» EXERCISE REQUIREMENTS
Reproduce each line from the one containing "Could you please point out the ceiling fan in" up to and including the last line of the data, offsetting every coordinate by -111 and keeping all other lines as they are.

———

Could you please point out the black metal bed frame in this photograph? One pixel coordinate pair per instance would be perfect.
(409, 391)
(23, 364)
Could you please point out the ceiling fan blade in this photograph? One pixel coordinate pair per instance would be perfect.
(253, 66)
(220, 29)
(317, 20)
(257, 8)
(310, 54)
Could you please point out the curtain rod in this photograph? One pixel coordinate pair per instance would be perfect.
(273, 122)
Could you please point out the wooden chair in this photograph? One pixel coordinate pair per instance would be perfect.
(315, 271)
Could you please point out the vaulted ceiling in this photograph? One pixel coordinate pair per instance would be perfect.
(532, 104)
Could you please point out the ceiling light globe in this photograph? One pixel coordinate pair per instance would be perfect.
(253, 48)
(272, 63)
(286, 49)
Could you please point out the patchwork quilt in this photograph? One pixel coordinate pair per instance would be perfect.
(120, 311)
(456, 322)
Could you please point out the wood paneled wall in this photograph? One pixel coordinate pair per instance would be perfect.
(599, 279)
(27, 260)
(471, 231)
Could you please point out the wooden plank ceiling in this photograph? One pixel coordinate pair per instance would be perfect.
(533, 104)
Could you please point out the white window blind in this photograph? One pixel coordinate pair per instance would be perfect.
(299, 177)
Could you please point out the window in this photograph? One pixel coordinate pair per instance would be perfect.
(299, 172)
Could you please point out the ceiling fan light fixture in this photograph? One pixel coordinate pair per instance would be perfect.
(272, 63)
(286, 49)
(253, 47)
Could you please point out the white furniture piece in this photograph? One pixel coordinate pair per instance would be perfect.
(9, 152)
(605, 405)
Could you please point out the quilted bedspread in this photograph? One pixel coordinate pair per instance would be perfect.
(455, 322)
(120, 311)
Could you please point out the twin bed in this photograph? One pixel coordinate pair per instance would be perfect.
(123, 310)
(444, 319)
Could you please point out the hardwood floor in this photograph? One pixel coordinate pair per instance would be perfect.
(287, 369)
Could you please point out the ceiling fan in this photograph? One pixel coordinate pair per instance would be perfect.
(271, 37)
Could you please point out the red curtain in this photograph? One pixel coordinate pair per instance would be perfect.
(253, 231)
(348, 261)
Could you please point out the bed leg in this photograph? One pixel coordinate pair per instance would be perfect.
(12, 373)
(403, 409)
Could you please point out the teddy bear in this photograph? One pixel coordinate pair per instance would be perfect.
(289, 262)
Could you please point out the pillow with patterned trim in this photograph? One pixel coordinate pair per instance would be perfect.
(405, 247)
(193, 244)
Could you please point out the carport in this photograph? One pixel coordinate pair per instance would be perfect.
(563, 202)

———

» SOLUTION TO THIS PROBLEM
Could you please point out the ceiling fan in this photograph? One pixel coordinate pair per instance would be perfect.
(160, -74)
Could you please point out the red curtain in this photograph? One pixel coordinate pair per instance would be perfect.
(142, 120)
(237, 150)
Could you please point out the bed leg in this photograph? One pixel coordinate pair per instance would be perfect.
(-99, 262)
(292, 298)
Could you please point out the teddy bear in this photograph? One pixel coordinate pair per instance would be perfect.
(178, 151)
Could you please point out the pillow with patterned trim in this photograph? One pixel coordinate pair per instance would be perfect.
(294, 136)
(82, 133)
Could you please point out the carport in this photograph? One pixel coordinate pair per instance would be perfect.
(452, 91)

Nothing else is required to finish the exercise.